───── Entries provided
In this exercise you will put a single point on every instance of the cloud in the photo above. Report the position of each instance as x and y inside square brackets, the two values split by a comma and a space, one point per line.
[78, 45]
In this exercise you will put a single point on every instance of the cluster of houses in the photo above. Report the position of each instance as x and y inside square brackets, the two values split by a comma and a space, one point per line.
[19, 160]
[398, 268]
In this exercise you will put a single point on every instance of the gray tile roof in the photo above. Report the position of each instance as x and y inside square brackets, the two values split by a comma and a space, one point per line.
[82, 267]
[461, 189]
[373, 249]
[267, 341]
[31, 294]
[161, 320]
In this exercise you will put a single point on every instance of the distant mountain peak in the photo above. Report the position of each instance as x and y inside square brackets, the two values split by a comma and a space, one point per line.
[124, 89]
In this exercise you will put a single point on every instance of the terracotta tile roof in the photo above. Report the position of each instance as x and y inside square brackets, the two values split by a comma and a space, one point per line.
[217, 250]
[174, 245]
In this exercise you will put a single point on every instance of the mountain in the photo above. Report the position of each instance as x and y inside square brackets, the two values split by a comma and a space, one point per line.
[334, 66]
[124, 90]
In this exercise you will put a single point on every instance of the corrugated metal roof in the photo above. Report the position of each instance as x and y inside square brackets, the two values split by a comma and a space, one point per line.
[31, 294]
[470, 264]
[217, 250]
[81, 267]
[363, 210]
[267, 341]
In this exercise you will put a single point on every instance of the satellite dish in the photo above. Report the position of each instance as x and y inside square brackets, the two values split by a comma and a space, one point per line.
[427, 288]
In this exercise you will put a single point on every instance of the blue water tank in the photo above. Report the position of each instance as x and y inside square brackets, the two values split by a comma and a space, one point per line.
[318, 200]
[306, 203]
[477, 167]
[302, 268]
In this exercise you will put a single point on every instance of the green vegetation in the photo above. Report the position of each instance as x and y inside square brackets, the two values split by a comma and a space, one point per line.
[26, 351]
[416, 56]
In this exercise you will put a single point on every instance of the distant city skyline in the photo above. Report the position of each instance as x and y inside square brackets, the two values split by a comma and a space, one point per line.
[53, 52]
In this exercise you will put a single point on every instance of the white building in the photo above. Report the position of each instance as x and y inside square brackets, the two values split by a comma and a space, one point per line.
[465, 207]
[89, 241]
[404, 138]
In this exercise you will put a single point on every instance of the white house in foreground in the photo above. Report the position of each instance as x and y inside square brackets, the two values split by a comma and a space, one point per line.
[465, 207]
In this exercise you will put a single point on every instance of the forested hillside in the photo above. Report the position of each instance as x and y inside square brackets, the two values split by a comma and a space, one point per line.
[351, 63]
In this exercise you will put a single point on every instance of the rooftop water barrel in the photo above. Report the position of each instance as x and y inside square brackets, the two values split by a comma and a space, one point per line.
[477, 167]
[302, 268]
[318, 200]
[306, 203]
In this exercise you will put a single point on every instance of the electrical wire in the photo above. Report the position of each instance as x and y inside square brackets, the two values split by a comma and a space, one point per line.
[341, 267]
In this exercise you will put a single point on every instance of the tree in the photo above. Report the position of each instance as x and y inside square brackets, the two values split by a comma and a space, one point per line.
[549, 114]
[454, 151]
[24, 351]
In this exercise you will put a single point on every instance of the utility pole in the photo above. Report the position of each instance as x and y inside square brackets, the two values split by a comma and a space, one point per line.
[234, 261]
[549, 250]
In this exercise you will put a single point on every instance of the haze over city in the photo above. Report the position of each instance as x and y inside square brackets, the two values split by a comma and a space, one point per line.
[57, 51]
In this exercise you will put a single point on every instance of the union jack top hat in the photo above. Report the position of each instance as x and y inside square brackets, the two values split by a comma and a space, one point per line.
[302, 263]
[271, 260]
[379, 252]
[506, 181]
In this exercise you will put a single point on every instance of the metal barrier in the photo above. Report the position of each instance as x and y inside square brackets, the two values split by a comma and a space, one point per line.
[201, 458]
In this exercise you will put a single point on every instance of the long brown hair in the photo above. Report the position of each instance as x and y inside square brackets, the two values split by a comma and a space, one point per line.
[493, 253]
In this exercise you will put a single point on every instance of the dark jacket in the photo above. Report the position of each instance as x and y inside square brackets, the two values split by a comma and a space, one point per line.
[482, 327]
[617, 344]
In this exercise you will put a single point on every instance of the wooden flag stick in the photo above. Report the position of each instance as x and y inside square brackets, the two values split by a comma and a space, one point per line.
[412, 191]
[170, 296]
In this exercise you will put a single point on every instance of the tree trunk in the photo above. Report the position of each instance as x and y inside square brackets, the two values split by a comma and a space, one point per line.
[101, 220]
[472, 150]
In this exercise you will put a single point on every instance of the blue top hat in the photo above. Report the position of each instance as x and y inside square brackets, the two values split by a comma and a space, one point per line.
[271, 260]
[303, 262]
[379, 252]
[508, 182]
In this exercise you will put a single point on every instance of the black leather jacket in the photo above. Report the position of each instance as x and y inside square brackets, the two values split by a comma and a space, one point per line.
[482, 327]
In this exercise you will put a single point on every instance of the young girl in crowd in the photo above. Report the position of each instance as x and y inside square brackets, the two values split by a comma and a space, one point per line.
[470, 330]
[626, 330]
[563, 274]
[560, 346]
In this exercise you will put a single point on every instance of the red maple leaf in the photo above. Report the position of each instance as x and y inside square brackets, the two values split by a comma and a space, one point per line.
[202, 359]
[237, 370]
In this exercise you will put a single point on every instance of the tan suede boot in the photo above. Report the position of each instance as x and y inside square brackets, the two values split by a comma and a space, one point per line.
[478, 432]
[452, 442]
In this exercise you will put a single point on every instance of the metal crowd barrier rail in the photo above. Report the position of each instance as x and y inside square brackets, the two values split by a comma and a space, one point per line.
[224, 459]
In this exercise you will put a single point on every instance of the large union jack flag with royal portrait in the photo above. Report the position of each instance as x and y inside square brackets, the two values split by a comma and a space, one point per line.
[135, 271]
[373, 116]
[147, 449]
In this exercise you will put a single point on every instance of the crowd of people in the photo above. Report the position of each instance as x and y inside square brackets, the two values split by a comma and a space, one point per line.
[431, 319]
──────────
Convert the listing, from the line containing "the tan suede" through its end, into a two-column CSV headed input and output, one row for each text along with the answer that follows it. Put every field in quotes and replace line breaks with spaces.

input,output
"In this exercise you will put a single point on every instance of the tan suede boot in the photo above. Report the position of each instance as x and y inside square brackets, the two values split by a comma and a space, one point per line.","[478, 432] [452, 442]"
"In this exercise you will put a single point on every instance of the metal crowd barrier rail in the photo above. Report the position of each instance as x and y inside square brackets, the two values split by a comma and a space, one point per line.","[224, 459]"
"In this exercise you will put a single point on every instance of the large union jack flag with royal portrait in the photo above. Report the position of each instance as x and y inside square brackets, the two values split by a comma and a space, one point per line.","[135, 271] [373, 116] [147, 449]"
"In this exercise you will put a single point on every instance of the crowd of people in the photo above. Report the position of each instance as x and y inside square brackets, the two values split by a comma and a space, one point per line.","[431, 319]"